**Task to complete:**
Copy the lines verbatim, beginning with the line that contains "point like [50,121]." and continuing through the end of the data, and only those lines.

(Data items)

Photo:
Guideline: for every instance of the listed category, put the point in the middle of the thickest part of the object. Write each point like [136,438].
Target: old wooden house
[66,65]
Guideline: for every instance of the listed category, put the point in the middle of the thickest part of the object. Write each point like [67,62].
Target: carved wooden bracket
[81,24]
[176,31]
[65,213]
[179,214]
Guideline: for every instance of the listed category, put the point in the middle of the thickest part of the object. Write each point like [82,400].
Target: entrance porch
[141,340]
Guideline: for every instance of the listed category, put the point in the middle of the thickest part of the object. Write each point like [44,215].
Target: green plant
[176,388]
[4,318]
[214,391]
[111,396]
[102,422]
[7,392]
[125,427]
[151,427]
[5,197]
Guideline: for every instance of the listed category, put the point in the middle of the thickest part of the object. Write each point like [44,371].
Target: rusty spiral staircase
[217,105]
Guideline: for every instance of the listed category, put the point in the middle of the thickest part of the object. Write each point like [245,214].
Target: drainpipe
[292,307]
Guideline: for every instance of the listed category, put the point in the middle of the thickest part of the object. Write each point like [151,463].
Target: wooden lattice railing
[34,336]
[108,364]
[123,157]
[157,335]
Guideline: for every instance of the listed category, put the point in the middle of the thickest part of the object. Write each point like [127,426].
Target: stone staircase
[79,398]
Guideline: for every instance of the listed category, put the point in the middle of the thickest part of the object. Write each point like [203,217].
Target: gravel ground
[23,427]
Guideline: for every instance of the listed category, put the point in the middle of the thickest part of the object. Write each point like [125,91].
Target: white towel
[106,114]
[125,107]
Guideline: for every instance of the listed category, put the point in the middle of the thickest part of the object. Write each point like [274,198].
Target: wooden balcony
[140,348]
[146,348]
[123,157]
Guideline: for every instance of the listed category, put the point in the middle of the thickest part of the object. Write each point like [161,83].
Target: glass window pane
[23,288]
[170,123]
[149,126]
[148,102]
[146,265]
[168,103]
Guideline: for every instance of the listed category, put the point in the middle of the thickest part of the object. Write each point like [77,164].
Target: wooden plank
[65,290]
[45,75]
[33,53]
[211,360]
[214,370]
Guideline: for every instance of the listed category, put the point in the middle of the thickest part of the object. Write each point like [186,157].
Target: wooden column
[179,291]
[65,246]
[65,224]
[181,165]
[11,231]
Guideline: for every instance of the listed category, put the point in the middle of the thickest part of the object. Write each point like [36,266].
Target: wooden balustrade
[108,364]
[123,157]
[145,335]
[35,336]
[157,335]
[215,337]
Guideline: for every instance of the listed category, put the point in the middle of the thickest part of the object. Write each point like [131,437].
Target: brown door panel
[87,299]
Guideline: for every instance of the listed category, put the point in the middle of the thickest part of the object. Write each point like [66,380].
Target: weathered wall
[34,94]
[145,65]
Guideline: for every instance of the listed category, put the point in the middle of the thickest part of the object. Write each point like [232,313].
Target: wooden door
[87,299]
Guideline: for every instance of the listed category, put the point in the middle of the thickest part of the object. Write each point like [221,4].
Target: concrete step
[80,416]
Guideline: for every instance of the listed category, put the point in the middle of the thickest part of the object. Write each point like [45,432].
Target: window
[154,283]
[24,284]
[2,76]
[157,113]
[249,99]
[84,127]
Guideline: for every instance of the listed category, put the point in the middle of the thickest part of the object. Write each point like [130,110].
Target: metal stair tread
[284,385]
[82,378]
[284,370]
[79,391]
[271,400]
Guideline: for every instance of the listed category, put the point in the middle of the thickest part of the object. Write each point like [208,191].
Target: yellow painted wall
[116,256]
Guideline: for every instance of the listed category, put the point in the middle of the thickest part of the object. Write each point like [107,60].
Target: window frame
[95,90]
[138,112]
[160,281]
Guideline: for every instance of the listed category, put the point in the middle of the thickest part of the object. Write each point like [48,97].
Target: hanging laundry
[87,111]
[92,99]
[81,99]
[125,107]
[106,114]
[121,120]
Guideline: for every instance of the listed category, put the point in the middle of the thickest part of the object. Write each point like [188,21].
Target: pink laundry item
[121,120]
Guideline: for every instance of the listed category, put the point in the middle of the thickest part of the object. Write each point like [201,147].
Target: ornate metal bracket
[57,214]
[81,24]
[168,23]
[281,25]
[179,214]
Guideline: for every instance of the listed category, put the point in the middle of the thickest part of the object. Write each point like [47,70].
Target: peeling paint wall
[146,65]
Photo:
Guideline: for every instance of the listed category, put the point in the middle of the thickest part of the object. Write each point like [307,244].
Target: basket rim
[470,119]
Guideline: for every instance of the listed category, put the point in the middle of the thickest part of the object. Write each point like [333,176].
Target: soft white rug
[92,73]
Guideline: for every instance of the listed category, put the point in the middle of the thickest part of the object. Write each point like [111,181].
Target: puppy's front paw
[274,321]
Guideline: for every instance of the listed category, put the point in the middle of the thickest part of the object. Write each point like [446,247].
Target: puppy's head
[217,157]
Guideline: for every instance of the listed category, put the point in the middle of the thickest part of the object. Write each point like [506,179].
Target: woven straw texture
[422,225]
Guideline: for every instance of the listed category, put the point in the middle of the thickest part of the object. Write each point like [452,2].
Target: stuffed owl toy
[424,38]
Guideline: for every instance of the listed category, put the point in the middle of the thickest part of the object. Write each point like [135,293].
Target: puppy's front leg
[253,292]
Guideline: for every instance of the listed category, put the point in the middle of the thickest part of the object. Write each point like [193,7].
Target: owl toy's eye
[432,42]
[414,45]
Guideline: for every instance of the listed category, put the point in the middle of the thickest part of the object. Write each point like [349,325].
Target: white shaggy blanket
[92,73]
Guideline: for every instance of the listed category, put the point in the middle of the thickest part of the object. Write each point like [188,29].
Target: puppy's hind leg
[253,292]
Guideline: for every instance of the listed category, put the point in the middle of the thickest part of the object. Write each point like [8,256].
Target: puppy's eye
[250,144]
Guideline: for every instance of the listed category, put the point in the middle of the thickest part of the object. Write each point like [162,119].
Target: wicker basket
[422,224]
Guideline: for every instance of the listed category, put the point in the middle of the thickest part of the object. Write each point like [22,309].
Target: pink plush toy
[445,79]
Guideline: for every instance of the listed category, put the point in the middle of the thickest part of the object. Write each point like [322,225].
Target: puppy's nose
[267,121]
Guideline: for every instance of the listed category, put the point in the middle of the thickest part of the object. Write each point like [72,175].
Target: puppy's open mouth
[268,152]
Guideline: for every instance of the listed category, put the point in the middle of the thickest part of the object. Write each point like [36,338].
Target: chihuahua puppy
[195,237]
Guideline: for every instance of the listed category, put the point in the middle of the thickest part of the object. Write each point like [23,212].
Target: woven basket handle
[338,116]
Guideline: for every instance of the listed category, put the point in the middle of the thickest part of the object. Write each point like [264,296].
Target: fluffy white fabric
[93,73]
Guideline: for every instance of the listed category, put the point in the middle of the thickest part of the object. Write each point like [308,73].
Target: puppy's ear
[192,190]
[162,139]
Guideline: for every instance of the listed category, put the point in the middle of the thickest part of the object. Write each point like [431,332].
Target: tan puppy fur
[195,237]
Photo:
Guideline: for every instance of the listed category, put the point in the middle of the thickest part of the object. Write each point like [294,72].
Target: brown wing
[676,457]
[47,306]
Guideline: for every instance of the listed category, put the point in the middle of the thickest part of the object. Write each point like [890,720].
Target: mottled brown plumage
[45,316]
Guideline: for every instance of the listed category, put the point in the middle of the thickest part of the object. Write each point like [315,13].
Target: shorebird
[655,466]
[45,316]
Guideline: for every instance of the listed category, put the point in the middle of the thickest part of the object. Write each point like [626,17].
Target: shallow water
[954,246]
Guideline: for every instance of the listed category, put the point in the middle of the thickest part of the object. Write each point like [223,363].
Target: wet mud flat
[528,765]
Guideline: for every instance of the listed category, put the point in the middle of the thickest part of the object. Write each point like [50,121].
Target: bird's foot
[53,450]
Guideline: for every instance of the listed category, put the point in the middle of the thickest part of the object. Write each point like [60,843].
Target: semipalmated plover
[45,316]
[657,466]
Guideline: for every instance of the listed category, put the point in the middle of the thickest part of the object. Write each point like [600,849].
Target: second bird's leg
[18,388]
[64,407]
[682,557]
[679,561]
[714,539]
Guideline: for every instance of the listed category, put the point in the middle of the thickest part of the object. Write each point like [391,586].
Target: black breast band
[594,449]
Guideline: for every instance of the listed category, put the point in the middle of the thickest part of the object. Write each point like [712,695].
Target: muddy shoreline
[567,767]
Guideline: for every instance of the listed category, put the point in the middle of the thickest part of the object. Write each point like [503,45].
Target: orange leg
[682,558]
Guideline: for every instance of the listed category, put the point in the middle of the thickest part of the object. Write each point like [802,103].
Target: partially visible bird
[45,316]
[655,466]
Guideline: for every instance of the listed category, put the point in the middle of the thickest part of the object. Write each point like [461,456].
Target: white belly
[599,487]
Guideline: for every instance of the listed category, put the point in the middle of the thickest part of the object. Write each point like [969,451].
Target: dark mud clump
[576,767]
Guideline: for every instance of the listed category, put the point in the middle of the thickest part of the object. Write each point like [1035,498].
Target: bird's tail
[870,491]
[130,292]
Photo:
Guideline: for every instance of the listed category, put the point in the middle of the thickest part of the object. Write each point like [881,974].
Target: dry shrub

**Exercise response:**
Guideline: for every instance of the listed category, put the point in the middle of the thickest part of the object. Write each point like [50,121].
Target: bird's foot
[53,450]
Guideline: for every instance of the listed category, put the point in the middle of the thickest part of the object. Write each point like [60,843].
Target: semipalmated plover
[45,316]
[657,466]
Guideline: for every instance of the listed category, put the point in the middle of the thickest part of the object. Write each point like [600,849].
Target: second bird's leg
[18,388]
[64,407]
[682,557]
[679,561]
[714,539]
Guideline: for every instance of the listed category, put the point in the middle of the thickest part of the object. Write each point like [391,586].
Target: black breast band
[594,449]
Guideline: for every instance of the listed category, put the point in the middle of the thickest part of the object. Write each point like [712,695].
Target: muddy shoreline
[567,767]
Guideline: for every instance of the listed category, put the point in the middle of the thickest part of the object. Write each point like [503,45].
Target: orange leg
[682,558]
Guideline: for every instance of the listed category, put the point in the middle of the thickest part of the object. Write each point like [802,103].
Target: partially visible bird
[45,316]
[655,466]
Guideline: for every instance of the listed category, put the point in the middle of the thickest part of the object. Write each point like [461,456].
Target: white belly
[599,487]
Guideline: for every instance of the listed category, put the point in the middle of the thickest part of the object. Write each point like [969,451].
Target: dark mud clump
[576,767]
Guideline: for every instance of the listed category, put the point in the middle of the thickest part of the object. Write each point like [1035,498].
Target: bird's tail
[870,491]
[130,292]
Photo:
Guideline: for every instance of the listed category, put the point in the middle of the thickest part of the object. Write each point like [881,974].
Target: dry shrub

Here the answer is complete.